-- EXERCISE --
Give back every record that follows, exactly as written.

-- Excerpts from a dataset --
-=-=-=-=-
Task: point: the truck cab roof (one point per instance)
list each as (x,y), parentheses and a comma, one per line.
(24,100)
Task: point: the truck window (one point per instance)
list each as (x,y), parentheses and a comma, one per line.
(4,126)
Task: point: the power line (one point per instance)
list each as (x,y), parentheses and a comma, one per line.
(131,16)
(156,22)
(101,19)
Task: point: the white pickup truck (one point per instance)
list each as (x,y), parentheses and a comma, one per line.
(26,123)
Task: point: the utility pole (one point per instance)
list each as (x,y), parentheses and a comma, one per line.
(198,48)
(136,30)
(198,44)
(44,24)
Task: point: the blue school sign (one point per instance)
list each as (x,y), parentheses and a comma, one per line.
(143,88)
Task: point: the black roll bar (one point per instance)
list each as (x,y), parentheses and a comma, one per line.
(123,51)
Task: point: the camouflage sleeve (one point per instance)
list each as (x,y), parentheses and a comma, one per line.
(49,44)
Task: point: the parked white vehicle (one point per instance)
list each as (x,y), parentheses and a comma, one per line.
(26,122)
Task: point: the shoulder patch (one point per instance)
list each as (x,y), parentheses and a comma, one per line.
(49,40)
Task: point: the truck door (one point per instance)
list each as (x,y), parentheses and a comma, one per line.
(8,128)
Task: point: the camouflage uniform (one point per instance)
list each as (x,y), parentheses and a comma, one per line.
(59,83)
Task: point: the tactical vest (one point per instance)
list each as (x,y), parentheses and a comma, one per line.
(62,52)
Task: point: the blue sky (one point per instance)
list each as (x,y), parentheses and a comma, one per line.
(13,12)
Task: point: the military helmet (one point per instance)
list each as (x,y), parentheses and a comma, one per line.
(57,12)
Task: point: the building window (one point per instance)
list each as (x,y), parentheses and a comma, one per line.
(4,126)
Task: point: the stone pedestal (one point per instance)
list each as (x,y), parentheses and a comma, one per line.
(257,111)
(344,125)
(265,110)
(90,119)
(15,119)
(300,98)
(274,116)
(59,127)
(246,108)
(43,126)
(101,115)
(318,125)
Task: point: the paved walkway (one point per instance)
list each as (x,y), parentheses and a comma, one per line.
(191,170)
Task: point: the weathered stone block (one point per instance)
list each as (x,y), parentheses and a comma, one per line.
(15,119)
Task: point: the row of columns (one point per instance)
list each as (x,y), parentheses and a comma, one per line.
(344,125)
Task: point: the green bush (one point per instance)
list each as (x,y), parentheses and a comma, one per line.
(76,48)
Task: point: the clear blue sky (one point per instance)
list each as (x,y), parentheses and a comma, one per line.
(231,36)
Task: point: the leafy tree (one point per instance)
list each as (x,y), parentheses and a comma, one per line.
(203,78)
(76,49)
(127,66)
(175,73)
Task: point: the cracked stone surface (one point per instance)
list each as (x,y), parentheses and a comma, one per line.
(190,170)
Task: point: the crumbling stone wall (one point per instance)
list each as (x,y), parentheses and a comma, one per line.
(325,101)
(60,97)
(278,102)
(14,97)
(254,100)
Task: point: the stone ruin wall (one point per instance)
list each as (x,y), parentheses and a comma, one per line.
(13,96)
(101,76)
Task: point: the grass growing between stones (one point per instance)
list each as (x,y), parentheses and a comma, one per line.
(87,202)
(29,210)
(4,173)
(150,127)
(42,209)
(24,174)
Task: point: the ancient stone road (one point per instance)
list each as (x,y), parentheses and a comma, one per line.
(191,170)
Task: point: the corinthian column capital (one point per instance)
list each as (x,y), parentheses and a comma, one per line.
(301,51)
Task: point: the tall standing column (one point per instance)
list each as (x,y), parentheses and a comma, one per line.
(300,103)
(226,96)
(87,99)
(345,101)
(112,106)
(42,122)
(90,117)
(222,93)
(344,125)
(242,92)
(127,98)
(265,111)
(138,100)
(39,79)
-=-=-=-=-
-- WRITTEN SOLUTION --
Task: point: the truck cab roof (one point per instance)
list each as (x,y), parentheses and a comma, one per line.
(24,100)
Task: point: the truck window (one point per instance)
list each as (x,y), parentheses and a comma, one per line.
(4,126)
Task: point: the power line (one point per instance)
list each as (x,y), parentheses and a comma, one per line.
(131,16)
(156,22)
(101,19)
Task: point: the white pickup truck (one point per instance)
list each as (x,y), parentheses and a comma, one per line.
(26,123)
Task: point: the utility pole (one point per instance)
list each as (x,y), parentheses and a comma, one per line.
(198,48)
(136,30)
(198,44)
(44,24)
Task: point: the blue school sign (one point per instance)
list each as (x,y), parentheses and a comma, one per line.
(143,88)
Task: point: the black roll bar (one point per instance)
list each as (x,y), parentheses and a comma, one per line.
(123,51)
Task: point: the camouflage sleeve (one point per instance)
list each as (x,y), parentheses and a comma, one per line.
(49,44)
Task: point: the parked white vehicle (one point per instance)
list each as (x,y), parentheses and a comma, one per line.
(26,122)
Task: point: the shoulder patch (one point per instance)
list each as (x,y), parentheses and a comma, one per line.
(49,40)
Task: point: the truck door (one point per instance)
list each as (x,y), parentheses and a comma, one per line.
(8,128)
Task: point: the camouflage uniform (one point per instance)
list each as (x,y), parentheses and a comma, one per line.
(59,83)
Task: point: the tactical vest (one point per instance)
list each as (x,y), parentheses and a comma, one per line.
(62,52)
Task: point: the blue sky (one point per instance)
list each as (x,y), parentheses and a comma, one per line.
(13,12)
Task: point: the military helmet (one point per instance)
list each as (x,y), parentheses and a comma, one per line.
(57,12)
Task: point: the building window (one point per instance)
list each as (x,y), parentheses and a comma, one per line.
(4,126)
Task: point: the stone pedestal (one point per instance)
list each as (x,y), parentheses and a comma, one per line.
(257,111)
(344,125)
(265,110)
(90,119)
(15,119)
(300,98)
(274,116)
(59,127)
(246,108)
(43,126)
(101,115)
(318,125)
Task: point: the paved walkway (one point per instance)
list each as (x,y), parentheses and a comma, one per line.
(191,170)
Task: point: the weathered stone block (one point per instance)
list each as (x,y), parentheses and a comma, one per line.
(15,119)
Task: point: the row of columns (one point per instance)
list each as (x,y), parentheses and a comma, one per line.
(344,125)
Task: point: the green bush (one point per instance)
list each as (x,y), parentheses and a comma, one per line.
(76,48)
Task: point: the clear blue sky (one point per instance)
list each as (x,y), parentheses and a comma, one per line.
(231,36)
Task: point: the leafy tree (one point per instance)
list each as (x,y), parentheses and a comma, one per line.
(203,78)
(76,49)
(127,66)
(175,73)
Task: point: the cracked stone surface (one point per instance)
list each as (x,y), parentheses and a comma, one per line.
(190,170)
Task: point: the crumbling stone wall (one point per instance)
list each as (x,y), parentheses and a comma, one per line.
(325,101)
(60,97)
(278,102)
(14,97)
(254,100)
Task: point: the stone ruin wall (one point per instance)
list each as (x,y), parentheses and a comma, one per line.
(13,96)
(101,76)
Task: point: the grass growing between stones (one point per instance)
list each as (x,y), parentheses and a comma, one per line.
(87,202)
(29,210)
(4,173)
(150,127)
(42,209)
(24,174)
Task: point: the ancient stone road (one point per instance)
list each as (x,y), parentheses and a comma, one per line.
(191,170)
Task: point: the corinthian column capital (one point per instance)
list each as (x,y), parentheses and a comma, one per line.
(301,51)
Task: point: the tall standing column (one point per instance)
list each as (x,y), parentheses and a comma, one per line.
(300,103)
(226,96)
(87,99)
(345,101)
(112,106)
(42,122)
(90,117)
(222,93)
(344,125)
(242,92)
(127,98)
(265,111)
(138,100)
(39,79)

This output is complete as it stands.